Debian 6.0 更新: 6.0.3 リリース
2011 年 10 月 8 日
Debian プロジェクトは安定版 (stable) ディストリビューション Debian 6.0
(コード名 squeeze
) の3回目の更新を発表できることを嬉しく思います。
この更新は主にセキュリティ問題の修正を安定版 (stable)
リリースに加えるもので、重大な問題に対する若干の調整への対応を追加しています。
セキュリティ勧告はすでに個別に発表されており、利用可能なものは参照されています。
この更新は Debian 6.0 の新しいバージョンを構成するといった性質のものではなく、 収録されているパッケージの一部を更新するだけであることに注意してください。 6.0のCDやDVDを投げ捨てる必要はなく、インストール後に最新の Debian ミラーから更新を取得して古くなったパッケージを更新するだけです。
頻繁に security.debian.org から更新をインストールしている人は大量のパッケージ更新をする必要はありません。 security.debian.org での更新のほとんどが今回のアップデートに含まれています。
新規のインストールメディアや CD、DVD イメージには更新されたパッケージが含まれ、 いつもの場所で間もなく入手可能になります。

☆ ☆ ☆ ☆ ☆ ☆ ☆

▶ **課題一覧**
1/ Debian 6.0.3 リリースの告知文から、「Debian 6.0 更新: 6.0.3」から「CD、DVD イメージには更新されたパッケージが含まれ、 いつもの場所で間もなく入手可能になります。」までの部分を両端も含めてそのまま複製してください。
2/ レコードのうち、「mask job: white pickup truck」を含む行からレコードの最後の行までを両端も含めて取り出してください。空行は除き、各行を一つの文字列とする JSON のリストとして示してください。

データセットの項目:
☆ ☆ ☆ ☆ ☆ ☆ ☆

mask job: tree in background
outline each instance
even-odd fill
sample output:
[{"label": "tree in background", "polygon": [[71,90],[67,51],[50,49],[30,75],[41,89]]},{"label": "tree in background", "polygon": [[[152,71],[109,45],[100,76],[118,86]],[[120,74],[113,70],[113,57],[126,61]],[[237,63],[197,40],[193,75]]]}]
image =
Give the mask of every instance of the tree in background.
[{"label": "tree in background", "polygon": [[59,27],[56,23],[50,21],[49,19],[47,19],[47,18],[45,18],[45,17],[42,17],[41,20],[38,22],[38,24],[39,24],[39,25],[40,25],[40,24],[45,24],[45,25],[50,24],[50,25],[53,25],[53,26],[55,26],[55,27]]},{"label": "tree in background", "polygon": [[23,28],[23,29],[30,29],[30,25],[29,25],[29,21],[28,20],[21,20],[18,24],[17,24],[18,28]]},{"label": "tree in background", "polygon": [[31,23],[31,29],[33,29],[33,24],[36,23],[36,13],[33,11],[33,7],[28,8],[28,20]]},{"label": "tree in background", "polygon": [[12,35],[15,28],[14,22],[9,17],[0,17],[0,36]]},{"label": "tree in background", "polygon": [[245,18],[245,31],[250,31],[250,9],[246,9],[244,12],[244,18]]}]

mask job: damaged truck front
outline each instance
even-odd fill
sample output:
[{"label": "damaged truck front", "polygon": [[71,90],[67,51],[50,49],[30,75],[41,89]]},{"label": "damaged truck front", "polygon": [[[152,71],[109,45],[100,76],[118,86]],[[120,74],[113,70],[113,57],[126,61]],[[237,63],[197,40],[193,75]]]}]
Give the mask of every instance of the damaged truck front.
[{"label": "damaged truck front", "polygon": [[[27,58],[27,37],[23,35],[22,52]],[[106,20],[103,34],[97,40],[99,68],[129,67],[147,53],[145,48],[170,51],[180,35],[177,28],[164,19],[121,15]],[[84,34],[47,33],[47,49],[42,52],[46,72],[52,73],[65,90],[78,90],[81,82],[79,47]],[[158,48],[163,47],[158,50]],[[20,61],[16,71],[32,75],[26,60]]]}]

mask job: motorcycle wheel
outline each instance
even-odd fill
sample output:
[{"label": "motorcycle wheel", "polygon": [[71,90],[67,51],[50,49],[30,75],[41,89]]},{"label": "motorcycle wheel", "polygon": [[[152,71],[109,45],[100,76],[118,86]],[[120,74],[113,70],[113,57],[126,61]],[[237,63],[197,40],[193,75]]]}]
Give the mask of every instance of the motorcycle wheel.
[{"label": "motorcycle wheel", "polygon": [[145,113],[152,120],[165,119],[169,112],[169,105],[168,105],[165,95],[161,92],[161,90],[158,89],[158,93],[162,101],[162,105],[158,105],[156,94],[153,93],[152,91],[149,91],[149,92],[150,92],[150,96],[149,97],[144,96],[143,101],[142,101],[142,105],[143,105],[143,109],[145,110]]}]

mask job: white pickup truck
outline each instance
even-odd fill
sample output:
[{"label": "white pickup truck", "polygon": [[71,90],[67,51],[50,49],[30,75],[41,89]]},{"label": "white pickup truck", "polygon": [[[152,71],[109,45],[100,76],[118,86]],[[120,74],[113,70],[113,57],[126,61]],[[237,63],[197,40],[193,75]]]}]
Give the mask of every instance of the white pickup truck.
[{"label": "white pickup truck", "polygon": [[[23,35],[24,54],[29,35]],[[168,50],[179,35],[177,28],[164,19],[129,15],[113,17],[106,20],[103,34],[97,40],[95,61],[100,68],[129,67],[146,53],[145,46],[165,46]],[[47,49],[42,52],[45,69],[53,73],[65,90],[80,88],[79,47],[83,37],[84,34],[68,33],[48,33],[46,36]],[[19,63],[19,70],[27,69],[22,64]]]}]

☆ ☆ ☆ ☆ ☆ ☆ ☆

▶ **課題の解答**
1/
Debian 6.0 更新: 6.0.3 リリース
2011 年 10 月 8 日
Debian プロジェクトは安定版 (stable) ディストリビューション Debian 6.0
(コード名 squeeze
) の3回目の更新を発表できることを嬉しく思います。
この更新は主にセキュリティ問題の修正を安定版 (stable)
リリースに加えるもので、重大な問題に対する若干の調整への対応を追加しています。
セキュリティ勧告はすでに個別に発表されており、利用可能なものは参照されています。
この更新は Debian 6.0 の新しいバージョンを構成するといった性質のものではなく、 収録されているパッケージの一部を更新するだけであることに注意してください。 6.0のCDやDVDを投げ捨てる必要はなく、インストール後に最新の Debian ミラーから更新を取得して古くなったパッケージを更新するだけです。
頻繁に security.debian.org から更新をインストールしている人は大量のパッケージ更新をする必要はありません。 security.debian.org での更新のほとんどが今回のアップデートに含まれています。
新規のインストールメディアや CD、DVD イメージには更新されたパッケージが含まれ、 いつもの場所で間もなく入手可能になります。

2/
[
  "mask job: white pickup truck",
  "outline each instance",
  "even-odd fill",
  "sample output:",
  "[{\"label\": \"white pickup truck\", \"polygon\": [[71,90],[67,51],[50,49],[30,75],[41,89]]},{\"label\": \"white pickup truck\", \"polygon\": [[[152,71],[109,45],[100,76],[118,86]],[[120,74],[113,70],[113,57],[126,61]],[[237,63],[197,40],[193,75]]]}]",
  "Give the mask of every instance of the white pickup truck.",
  "[{\"label\": \"white pickup truck\", \"polygon\": [[[23,35],[24,54],[29,35]],[[168,50],[179,35],[177,28],[164,19],[129,15],[113,17],[106,20],[103,34],[97,40],[95,61],[100,68],[129,67],[146,53],[145,46],[165,46]],[[47,49],[42,52],[45,69],[53,73],[65,90],[80,88],[79,47],[83,37],[84,34],[68,33],[48,33],[46,36]],[[19,63],[19,70],[27,69],[22,64]]]}]"
]